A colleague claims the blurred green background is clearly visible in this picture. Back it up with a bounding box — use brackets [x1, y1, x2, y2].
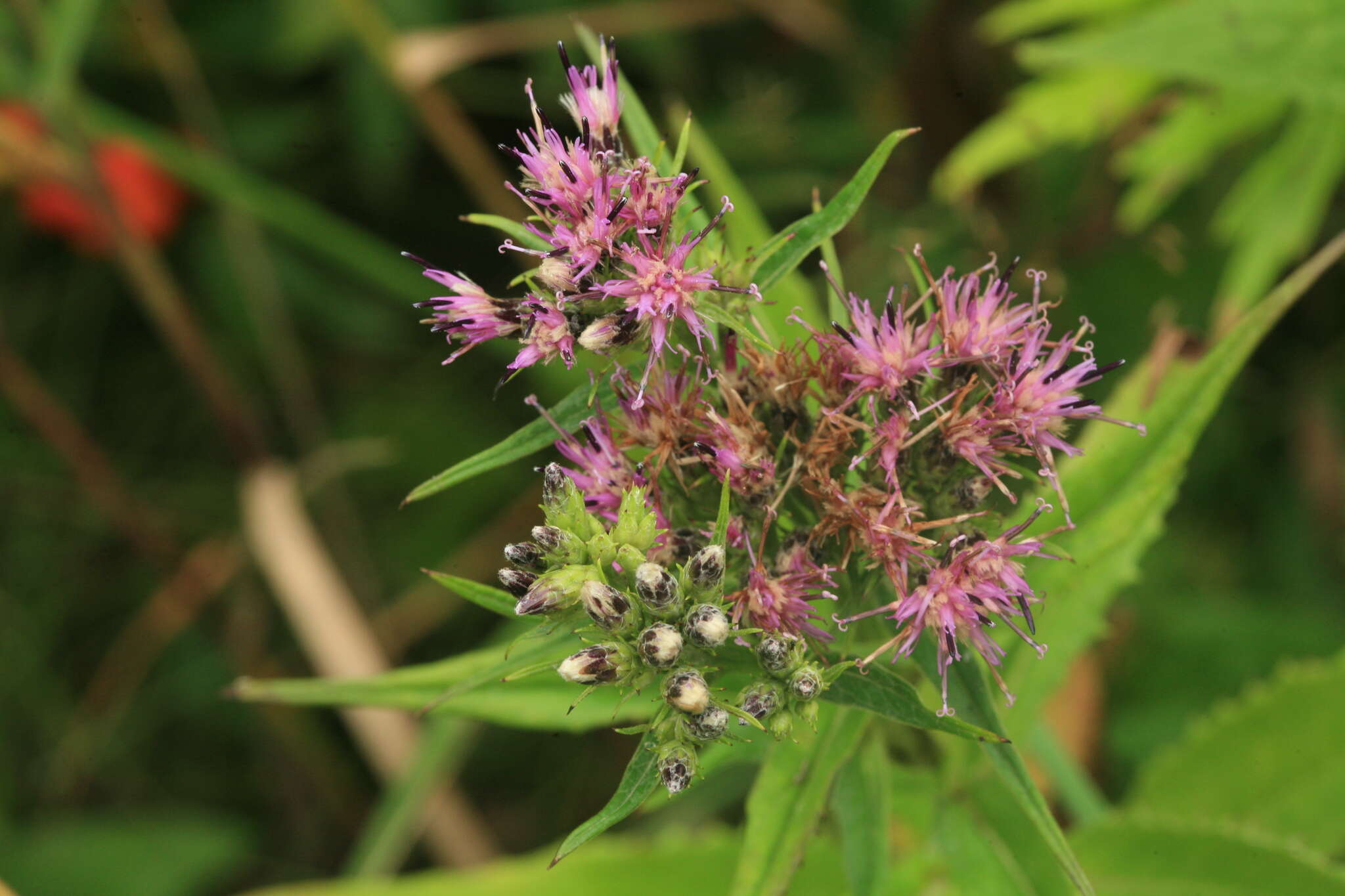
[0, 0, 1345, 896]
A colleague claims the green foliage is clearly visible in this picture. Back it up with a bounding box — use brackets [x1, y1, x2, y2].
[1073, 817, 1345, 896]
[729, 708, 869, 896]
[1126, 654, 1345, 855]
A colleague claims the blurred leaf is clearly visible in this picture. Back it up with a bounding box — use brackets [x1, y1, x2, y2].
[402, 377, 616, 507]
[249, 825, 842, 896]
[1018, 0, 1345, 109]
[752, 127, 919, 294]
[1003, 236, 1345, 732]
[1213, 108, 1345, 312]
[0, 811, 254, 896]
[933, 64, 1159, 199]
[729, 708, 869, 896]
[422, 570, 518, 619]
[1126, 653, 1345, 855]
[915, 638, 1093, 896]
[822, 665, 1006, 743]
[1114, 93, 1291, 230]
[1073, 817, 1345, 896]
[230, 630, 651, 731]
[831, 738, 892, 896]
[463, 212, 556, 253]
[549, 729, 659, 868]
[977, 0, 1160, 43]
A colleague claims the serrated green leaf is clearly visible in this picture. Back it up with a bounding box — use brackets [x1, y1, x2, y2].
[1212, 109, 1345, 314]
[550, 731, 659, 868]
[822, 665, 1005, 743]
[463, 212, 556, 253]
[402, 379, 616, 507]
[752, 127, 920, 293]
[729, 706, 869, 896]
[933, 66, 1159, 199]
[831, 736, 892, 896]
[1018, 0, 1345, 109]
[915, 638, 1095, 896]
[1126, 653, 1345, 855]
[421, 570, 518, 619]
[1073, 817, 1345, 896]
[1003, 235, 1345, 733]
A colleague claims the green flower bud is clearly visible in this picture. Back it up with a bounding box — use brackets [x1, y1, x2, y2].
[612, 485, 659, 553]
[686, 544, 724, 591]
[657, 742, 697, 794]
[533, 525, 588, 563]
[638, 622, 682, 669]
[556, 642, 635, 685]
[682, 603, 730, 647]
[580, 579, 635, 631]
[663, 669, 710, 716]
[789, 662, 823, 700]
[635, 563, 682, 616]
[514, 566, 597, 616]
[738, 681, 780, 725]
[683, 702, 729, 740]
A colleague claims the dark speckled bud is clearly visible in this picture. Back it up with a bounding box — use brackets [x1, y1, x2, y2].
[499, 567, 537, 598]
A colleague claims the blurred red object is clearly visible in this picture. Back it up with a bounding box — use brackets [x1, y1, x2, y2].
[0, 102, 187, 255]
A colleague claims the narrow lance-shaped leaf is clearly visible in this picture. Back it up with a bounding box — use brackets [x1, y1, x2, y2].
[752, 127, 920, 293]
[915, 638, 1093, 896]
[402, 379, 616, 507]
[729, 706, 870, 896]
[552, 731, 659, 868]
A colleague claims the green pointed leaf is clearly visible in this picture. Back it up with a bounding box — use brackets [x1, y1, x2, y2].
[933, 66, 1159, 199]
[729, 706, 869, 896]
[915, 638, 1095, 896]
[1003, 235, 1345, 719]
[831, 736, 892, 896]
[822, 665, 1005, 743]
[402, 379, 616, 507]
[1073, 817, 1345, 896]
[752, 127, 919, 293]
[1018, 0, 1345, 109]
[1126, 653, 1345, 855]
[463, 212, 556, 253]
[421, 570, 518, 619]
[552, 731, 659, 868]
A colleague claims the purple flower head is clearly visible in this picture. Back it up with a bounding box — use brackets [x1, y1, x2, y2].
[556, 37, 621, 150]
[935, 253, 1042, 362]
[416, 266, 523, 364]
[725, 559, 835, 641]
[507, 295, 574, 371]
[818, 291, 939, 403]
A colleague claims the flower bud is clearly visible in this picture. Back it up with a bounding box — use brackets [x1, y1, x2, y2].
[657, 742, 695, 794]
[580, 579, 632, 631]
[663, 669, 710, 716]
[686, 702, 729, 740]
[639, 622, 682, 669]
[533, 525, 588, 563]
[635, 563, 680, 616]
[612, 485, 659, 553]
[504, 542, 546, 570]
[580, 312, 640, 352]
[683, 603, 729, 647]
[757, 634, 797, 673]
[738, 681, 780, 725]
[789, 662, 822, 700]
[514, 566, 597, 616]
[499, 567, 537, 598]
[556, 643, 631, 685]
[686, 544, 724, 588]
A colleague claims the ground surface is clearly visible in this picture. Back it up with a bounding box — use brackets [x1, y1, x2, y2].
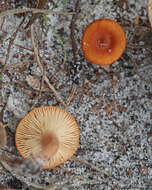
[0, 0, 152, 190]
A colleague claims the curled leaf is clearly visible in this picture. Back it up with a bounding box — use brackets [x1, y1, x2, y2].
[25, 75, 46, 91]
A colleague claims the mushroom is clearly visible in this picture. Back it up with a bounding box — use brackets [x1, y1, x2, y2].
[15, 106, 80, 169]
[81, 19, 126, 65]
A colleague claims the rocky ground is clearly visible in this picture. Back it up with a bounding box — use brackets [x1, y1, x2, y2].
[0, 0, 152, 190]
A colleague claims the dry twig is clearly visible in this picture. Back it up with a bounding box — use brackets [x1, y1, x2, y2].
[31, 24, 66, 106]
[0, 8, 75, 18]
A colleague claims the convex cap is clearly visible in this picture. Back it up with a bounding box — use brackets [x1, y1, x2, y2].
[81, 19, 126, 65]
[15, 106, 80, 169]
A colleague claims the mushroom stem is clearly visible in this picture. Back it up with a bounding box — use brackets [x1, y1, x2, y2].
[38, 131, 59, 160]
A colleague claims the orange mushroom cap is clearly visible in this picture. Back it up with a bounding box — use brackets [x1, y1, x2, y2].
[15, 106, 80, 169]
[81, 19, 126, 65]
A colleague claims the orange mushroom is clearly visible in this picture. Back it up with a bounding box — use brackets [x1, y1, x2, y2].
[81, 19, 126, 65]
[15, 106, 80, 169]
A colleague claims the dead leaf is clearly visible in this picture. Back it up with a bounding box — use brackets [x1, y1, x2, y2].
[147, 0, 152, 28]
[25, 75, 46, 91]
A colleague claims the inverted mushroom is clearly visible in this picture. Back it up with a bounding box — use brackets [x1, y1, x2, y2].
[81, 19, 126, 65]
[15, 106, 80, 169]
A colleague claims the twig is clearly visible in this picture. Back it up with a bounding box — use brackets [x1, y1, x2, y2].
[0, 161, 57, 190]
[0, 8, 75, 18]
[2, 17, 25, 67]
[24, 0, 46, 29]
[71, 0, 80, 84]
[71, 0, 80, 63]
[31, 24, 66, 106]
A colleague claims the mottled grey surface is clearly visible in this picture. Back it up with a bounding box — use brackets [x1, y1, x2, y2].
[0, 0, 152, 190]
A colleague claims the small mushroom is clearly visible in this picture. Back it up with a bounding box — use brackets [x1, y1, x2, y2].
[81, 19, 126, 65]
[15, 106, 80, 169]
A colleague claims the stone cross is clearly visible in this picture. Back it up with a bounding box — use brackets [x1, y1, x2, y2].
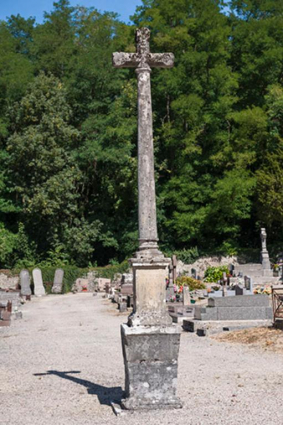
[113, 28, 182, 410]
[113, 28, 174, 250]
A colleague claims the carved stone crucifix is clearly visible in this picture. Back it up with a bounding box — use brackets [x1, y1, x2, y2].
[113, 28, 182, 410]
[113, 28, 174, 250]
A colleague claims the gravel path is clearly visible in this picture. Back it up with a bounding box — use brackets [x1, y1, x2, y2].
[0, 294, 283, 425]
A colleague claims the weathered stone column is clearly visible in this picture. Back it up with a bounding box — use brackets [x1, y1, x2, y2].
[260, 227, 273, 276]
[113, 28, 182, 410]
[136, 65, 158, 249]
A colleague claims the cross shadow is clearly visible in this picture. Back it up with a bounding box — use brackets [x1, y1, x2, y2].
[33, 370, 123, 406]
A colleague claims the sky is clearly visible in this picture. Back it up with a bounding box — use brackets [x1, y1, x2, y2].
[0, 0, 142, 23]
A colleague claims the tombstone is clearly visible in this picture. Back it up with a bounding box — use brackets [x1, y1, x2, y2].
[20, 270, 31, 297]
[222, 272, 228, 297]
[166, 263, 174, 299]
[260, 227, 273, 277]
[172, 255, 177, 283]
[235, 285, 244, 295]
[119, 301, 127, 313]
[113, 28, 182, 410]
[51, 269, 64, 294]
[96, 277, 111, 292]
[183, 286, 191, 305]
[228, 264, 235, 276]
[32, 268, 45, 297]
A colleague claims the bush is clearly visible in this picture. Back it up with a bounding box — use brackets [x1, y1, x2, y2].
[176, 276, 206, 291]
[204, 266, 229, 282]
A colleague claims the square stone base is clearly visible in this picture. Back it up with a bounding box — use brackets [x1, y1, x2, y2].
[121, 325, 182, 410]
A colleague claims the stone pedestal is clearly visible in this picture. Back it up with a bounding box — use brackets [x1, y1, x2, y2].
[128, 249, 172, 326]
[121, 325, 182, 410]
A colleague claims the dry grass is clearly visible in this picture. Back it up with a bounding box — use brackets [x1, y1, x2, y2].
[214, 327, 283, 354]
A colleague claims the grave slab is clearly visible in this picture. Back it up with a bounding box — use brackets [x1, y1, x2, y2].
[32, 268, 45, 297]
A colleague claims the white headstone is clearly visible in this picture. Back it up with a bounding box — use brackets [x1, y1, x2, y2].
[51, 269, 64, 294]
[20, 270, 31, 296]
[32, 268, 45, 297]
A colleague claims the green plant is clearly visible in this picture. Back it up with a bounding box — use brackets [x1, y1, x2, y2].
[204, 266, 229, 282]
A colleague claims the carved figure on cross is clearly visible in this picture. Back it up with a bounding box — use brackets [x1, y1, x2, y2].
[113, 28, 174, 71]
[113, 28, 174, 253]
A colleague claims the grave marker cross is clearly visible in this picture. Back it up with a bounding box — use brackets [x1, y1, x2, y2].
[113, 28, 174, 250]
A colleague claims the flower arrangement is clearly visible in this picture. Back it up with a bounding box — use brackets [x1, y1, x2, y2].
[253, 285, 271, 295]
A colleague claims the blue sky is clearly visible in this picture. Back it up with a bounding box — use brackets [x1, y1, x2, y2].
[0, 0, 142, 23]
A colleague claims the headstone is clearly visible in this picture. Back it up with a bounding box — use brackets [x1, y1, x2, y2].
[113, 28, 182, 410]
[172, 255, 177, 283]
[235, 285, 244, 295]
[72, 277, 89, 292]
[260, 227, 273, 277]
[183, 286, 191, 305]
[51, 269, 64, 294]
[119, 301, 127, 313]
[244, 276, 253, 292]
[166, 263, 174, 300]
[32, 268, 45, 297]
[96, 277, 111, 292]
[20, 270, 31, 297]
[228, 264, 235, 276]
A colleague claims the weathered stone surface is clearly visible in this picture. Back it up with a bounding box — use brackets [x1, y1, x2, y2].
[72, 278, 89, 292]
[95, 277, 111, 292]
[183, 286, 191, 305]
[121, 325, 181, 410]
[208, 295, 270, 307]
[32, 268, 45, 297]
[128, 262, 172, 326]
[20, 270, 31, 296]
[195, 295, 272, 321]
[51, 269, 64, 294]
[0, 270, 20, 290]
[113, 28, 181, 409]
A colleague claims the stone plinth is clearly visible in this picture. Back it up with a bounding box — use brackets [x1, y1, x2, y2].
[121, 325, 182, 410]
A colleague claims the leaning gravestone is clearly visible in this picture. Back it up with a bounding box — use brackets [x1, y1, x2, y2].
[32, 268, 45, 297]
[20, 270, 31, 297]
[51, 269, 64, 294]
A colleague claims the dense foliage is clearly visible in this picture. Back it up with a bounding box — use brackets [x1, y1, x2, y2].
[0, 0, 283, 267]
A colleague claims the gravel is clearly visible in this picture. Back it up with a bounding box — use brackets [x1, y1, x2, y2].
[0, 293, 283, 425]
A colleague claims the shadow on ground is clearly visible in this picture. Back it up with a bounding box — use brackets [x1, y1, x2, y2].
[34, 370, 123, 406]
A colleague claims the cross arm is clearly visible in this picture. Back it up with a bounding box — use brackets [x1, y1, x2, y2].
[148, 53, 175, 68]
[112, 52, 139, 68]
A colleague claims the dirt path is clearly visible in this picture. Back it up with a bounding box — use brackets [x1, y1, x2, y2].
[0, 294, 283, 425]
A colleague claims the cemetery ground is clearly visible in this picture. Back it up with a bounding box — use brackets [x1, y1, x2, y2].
══════════
» **WHAT IS EXPECTED**
Please copy everything in the material from the line containing "A colleague claims the purple" down to the line containing "[818, 291, 939, 403]", both included, without changing anything.

» **WRITTEN REPLY**
A colleague claims the purple flower head is clearly visible in this picture. Back it up with a bounding box — use brackets [x1, y1, x2, y2].
[556, 37, 621, 150]
[935, 253, 1042, 362]
[416, 266, 523, 364]
[725, 559, 835, 641]
[507, 295, 574, 371]
[818, 291, 939, 403]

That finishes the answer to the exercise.